Your objective:
Give back the records below exactly, omitting the pictures.

Information provided:
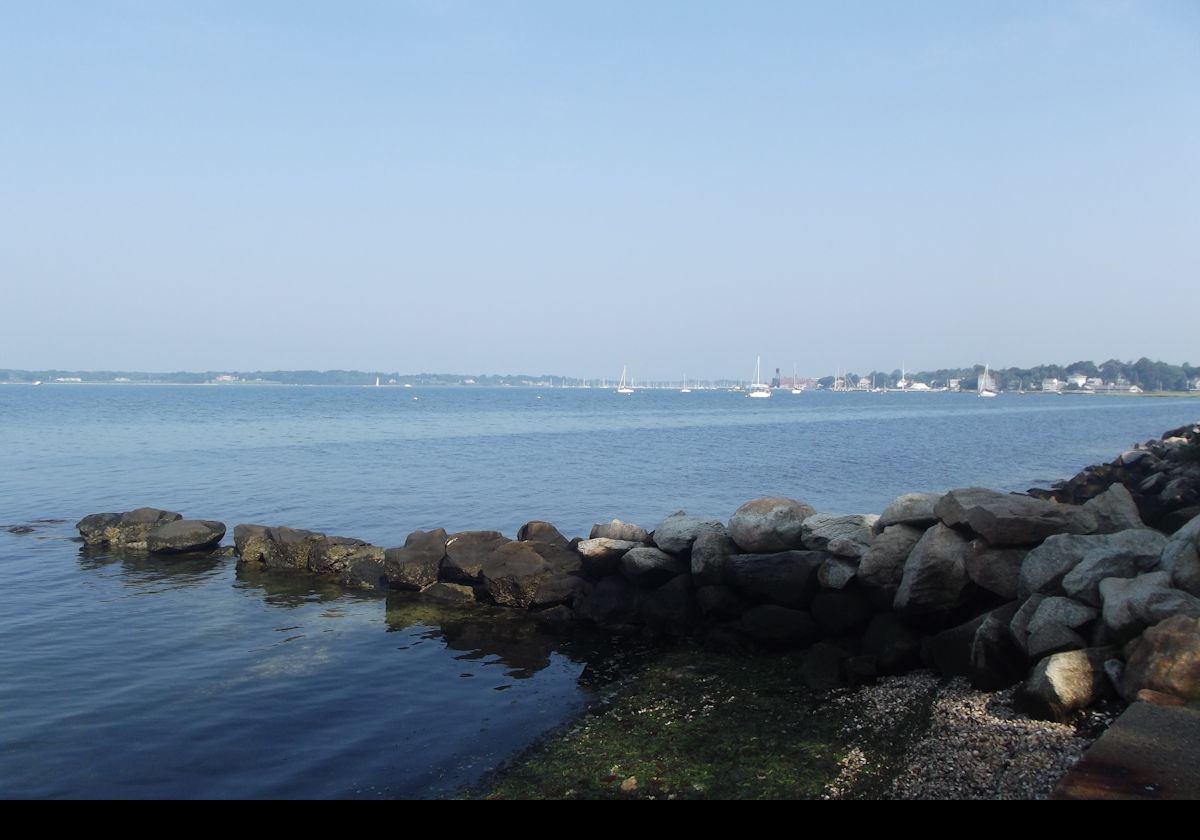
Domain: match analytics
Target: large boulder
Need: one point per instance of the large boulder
(1128, 555)
(768, 525)
(882, 567)
(618, 531)
(709, 553)
(541, 532)
(773, 623)
(601, 556)
(789, 577)
(672, 607)
(1165, 659)
(124, 531)
(997, 570)
(1011, 520)
(935, 576)
(1114, 510)
(1131, 605)
(678, 532)
(837, 573)
(417, 564)
(822, 529)
(513, 574)
(1045, 568)
(466, 553)
(184, 535)
(1181, 557)
(649, 568)
(1063, 683)
(912, 509)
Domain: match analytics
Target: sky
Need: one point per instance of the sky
(573, 187)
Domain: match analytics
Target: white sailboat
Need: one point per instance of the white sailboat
(623, 388)
(987, 387)
(757, 388)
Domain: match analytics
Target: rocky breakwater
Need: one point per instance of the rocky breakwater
(1071, 601)
(160, 532)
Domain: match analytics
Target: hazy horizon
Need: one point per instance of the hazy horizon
(676, 187)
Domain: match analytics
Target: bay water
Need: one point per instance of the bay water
(126, 676)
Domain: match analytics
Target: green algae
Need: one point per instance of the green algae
(690, 724)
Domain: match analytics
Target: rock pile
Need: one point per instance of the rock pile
(1072, 601)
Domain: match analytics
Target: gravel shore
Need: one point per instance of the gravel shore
(976, 745)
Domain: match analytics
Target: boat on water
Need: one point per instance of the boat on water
(987, 387)
(759, 389)
(623, 388)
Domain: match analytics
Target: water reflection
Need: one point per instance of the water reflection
(479, 633)
(289, 588)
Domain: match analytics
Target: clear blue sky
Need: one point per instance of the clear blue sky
(571, 187)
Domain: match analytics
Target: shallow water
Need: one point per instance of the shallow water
(131, 677)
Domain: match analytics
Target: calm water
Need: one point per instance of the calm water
(129, 677)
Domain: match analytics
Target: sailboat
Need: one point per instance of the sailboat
(757, 388)
(987, 388)
(623, 388)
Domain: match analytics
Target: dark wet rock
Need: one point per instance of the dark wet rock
(557, 619)
(996, 663)
(719, 603)
(787, 577)
(601, 556)
(773, 623)
(1131, 605)
(709, 553)
(672, 607)
(418, 563)
(837, 573)
(619, 531)
(997, 570)
(1045, 568)
(822, 529)
(450, 593)
(1128, 555)
(513, 574)
(678, 532)
(949, 651)
(563, 588)
(466, 553)
(1165, 659)
(1114, 510)
(1063, 683)
(1019, 627)
(911, 509)
(892, 643)
(649, 568)
(882, 567)
(1181, 557)
(1009, 520)
(611, 603)
(839, 612)
(822, 667)
(768, 525)
(541, 532)
(935, 576)
(184, 535)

Task response:
Domain: match analytics
Target: large boulder
Need: one point per instance of the large boulder
(1128, 555)
(768, 525)
(882, 567)
(618, 531)
(709, 553)
(541, 532)
(773, 623)
(601, 556)
(789, 577)
(672, 607)
(1165, 659)
(124, 531)
(997, 570)
(1011, 520)
(935, 576)
(1114, 510)
(1131, 605)
(678, 532)
(837, 573)
(417, 564)
(822, 529)
(513, 574)
(1045, 568)
(466, 553)
(184, 535)
(1181, 557)
(649, 568)
(1063, 683)
(912, 509)
Domain: match analytics
Target: sky
Need: one point per instance of the sky
(573, 187)
Domain: match analytics
Target: white sailboat
Need: one point per instance of the white sailboat
(623, 388)
(987, 387)
(757, 388)
Domain: match analytics
Target: rocky breakwater
Need: one point per instance of the rocky breakwater
(1071, 601)
(160, 532)
Domain: match analytics
Target: hazy horizon
Need: one point per instance of the hazy horizon
(676, 187)
Domain: match analytics
Target: bay water
Need: one point per instance of the bay water
(126, 676)
Domain: match analytics
Target: green algae
Need: one point per instance of the green algae
(690, 724)
Domain: match analytics
Target: rock pile
Need: one point per instance of the rock pile
(1072, 601)
Domain: match analytics
Target: gravel shore
Need: one point per instance of the gravel shore
(976, 745)
Domain: match analytics
Target: boat on water
Need: one point per instance of the boat on water
(987, 387)
(759, 389)
(623, 388)
Domain: match analytics
Target: water reflection
Need: one point per instance of the water reflection
(479, 633)
(289, 588)
Domain: match analytics
Target: clear blue sky
Need: one point per instance of the clear blue sky
(571, 187)
Domain: match analytics
Target: shallow water
Need: one point per instance of the shallow water
(131, 677)
Domain: match analytics
Target: calm water
Need: one point per instance of the calm water
(129, 677)
Domain: match analytics
Target: sailboat
Need: one point per instance of the sailboat
(757, 388)
(987, 388)
(623, 388)
Domain: match analytics
Target: dark wet rock
Need: one point per instance of the dark wet rock
(557, 619)
(996, 663)
(719, 603)
(787, 577)
(601, 556)
(773, 623)
(1131, 605)
(709, 553)
(672, 607)
(418, 563)
(837, 573)
(619, 531)
(997, 570)
(1045, 568)
(822, 529)
(450, 593)
(1128, 555)
(513, 574)
(678, 532)
(949, 651)
(563, 588)
(466, 553)
(1165, 659)
(1114, 510)
(1063, 683)
(1019, 627)
(911, 509)
(892, 643)
(649, 568)
(882, 567)
(1181, 557)
(1009, 520)
(611, 603)
(839, 612)
(822, 667)
(768, 525)
(541, 532)
(935, 576)
(184, 535)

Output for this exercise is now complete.